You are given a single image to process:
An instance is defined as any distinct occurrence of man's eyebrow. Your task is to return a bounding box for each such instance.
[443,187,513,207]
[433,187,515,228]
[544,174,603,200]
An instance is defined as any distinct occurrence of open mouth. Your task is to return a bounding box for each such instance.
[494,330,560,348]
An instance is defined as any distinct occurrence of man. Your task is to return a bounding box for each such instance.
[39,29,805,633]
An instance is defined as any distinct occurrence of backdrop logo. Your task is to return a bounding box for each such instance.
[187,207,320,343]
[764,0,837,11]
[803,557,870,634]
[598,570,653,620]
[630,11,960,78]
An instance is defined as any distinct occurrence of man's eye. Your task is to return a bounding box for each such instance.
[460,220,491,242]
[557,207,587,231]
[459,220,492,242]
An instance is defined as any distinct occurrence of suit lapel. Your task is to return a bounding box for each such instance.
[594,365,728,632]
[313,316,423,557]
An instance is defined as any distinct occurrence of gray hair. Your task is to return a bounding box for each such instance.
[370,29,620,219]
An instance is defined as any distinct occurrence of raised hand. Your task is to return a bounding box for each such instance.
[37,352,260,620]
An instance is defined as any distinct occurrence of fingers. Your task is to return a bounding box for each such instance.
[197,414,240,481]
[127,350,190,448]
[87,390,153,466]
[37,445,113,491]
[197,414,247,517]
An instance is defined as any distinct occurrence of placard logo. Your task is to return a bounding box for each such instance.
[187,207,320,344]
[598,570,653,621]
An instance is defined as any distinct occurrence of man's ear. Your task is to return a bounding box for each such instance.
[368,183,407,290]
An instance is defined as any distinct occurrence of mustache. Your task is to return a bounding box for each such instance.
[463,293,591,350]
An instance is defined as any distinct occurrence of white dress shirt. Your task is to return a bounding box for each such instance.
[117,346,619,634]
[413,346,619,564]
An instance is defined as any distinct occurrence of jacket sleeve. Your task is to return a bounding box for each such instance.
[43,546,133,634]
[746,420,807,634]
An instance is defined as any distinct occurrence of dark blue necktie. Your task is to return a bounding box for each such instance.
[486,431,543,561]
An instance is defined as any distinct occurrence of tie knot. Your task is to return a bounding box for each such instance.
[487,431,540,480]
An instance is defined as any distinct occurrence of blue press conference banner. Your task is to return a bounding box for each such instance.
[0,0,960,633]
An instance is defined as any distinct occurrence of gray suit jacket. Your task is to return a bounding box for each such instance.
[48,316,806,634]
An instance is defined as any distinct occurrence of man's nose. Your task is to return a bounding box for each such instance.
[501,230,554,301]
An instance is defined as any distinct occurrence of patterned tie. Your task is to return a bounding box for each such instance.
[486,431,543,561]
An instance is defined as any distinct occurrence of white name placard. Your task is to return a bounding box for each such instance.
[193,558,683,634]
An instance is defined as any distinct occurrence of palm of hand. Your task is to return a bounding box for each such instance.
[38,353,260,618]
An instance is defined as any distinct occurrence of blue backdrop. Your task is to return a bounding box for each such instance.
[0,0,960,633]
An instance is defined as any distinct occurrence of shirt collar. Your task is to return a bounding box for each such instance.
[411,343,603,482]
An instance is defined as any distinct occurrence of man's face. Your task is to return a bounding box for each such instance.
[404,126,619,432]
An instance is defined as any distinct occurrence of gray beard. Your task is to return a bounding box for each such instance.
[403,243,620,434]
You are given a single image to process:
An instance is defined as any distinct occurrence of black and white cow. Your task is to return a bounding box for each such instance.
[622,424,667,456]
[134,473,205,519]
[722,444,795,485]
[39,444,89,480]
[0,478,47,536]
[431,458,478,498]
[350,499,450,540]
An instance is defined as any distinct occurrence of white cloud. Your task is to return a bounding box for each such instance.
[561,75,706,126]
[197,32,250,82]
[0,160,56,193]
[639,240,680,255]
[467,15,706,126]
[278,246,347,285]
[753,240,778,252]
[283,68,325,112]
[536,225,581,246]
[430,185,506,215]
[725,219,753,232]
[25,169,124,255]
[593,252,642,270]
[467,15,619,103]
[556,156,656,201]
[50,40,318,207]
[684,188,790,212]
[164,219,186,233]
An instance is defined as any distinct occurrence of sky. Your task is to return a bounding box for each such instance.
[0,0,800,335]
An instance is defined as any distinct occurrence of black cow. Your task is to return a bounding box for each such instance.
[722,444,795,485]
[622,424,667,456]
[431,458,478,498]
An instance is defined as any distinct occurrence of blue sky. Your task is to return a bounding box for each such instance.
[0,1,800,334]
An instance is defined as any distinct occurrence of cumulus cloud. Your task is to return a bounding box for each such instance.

========================================

- _Exercise aim_
Repeat the material above with every instance of "distinct occurrence" swapped for "separate occurrence", leaving everything else unchanged.

- _Written answer_
You are given a single image to process:
An instance is defined as any separate occurrence of man's eyebrow. Your task is to return a bounding box for each such instance.
[443,187,513,207]
[433,187,515,228]
[544,174,603,200]
An instance is defined as any separate occurrence of open mouth. Your task is to return a bounding box for each such instance.
[494,330,560,348]
An instance is defined as any separate occurrence of man. Your task is to return a bounding box for each such instance.
[39,29,805,633]
An instance is defined as any separate occurrence of backdrop logo. Your task is to return a bounding box for each such instance.
[187,207,320,343]
[764,0,837,11]
[803,557,870,634]
[598,570,653,620]
[630,11,960,78]
An instance is defined as any separate occurrence of man's eye. Your task is to return a bounding box for each such instance.
[460,220,491,242]
[557,207,587,231]
[459,220,492,242]
An instance is defined as any separate occurrence of suit lapel. Your task is to return a bounding box for each such instance.
[594,365,728,632]
[313,316,423,557]
An instance is defined as any separate occurrence of gray hair. Your task is to return a bounding box for each such instance.
[370,29,620,219]
An instance is defined as any separate occurrence of raised hand. Your task is to return a bounding box for each such instance.
[37,352,260,620]
An instance is defined as any separate occurrence of fingers. Your task is to return a bounding box for each such instance.
[197,414,240,481]
[127,350,190,448]
[87,390,153,466]
[37,445,113,491]
[197,414,247,517]
An instance is defined as any separate occurrence of placard logo. Your task is to return a bounding box for each such instance.
[187,207,320,344]
[598,570,653,621]
An instance is defined as any separate occurrence of man's ear. Your task is to return a bounding box for each such instance.
[368,183,407,290]
An instance is defined as any separate occurrence of mustache. Your task is to return a bounding box for each such instance.
[463,293,591,350]
An instance is defined as any separate occurrence of white dress shirt. Your task is to return a bounding box for each such instance.
[117,346,619,634]
[413,346,619,564]
An instance is defined as any separate occurrence of jacket sleeve. Your task is to return a bounding box for each such instance.
[43,546,133,634]
[746,420,807,634]
An instance is defined as any separate occurrence of dark blue necktie. Your task is to return a bounding box for each such instance.
[486,431,543,561]
An instance is defined as any separate occurrence of tie knot. Your task is to return a bounding box for each such instance.
[487,431,540,480]
An instance is defined as any separate occurrence of blue press conference banner. Your task is to return a bounding box for each such instance.
[0,0,960,633]
An instance is defined as any separate occurrence of gray suit jacket. Your task is to return a bounding box for each such instance.
[48,316,806,634]
An instance is defined as any separate occurrence of man's nose. Your task is to return a bounding box for each such instance.
[501,230,554,301]
An instance is defined as any separate occurrence of patterned tie. Your task is to return a bounding box for each such instance.
[486,431,543,561]
An instance is defined as any separate occurrence of white name placard. Your task is to return a bounding box for each such instance.
[193,558,683,634]
An instance is defined as any separate occurrence of palm of hand. Your task is to return a bounding box for each such instance.
[38,353,260,618]
An instance is defined as any separate occurrence of blue backdrop. Your task is to return a bounding box for each such instance.
[0,0,960,633]
An instance is defined as any separate occurrence of shirt collar. Your task is to return a bounding box for each such instance.
[411,343,603,482]
An instance is defined as any separate occurrence of man's face. Your task is to return a bounding box for each such instance.
[404,126,619,432]
An instance is defined as any separate occurrence of gray beard. Your task is to return a bounding box for each such instance.
[403,243,620,434]
You are given a single image to process:
An instance is defined as any separate occurrence of black and white cow. Your task is to return a bounding box for each such instance.
[622,424,667,456]
[134,473,205,519]
[722,444,795,485]
[39,444,89,480]
[0,478,47,536]
[431,458,478,498]
[350,499,450,540]
An instance is defined as any separate occurrence of white cloud. Your task is to return a bounding box for each such instance.
[561,75,706,126]
[197,32,250,82]
[0,160,56,193]
[639,240,680,255]
[467,15,706,126]
[278,246,347,285]
[753,240,778,252]
[283,68,325,112]
[536,225,581,246]
[430,185,506,215]
[725,219,753,232]
[25,169,124,255]
[593,252,642,270]
[467,15,619,103]
[556,156,656,201]
[50,40,318,207]
[684,188,790,212]
[164,219,186,233]
An instance is defined as any separate occurrence of sky. Your task is to return a bounding box for each such instance.
[0,0,800,335]
An instance is defined as any separate occurrence of black cow. Your task is to return a bounding box for each such instance.
[722,444,795,485]
[622,424,667,456]
[431,458,478,498]
An instance is defined as any separate occurrence of blue sky. Your task is to return a bounding box for each such instance.
[0,1,800,334]
An instance is defined as any separate occurrence of cumulus cloud. Your task is to return a bounding box for each such instance.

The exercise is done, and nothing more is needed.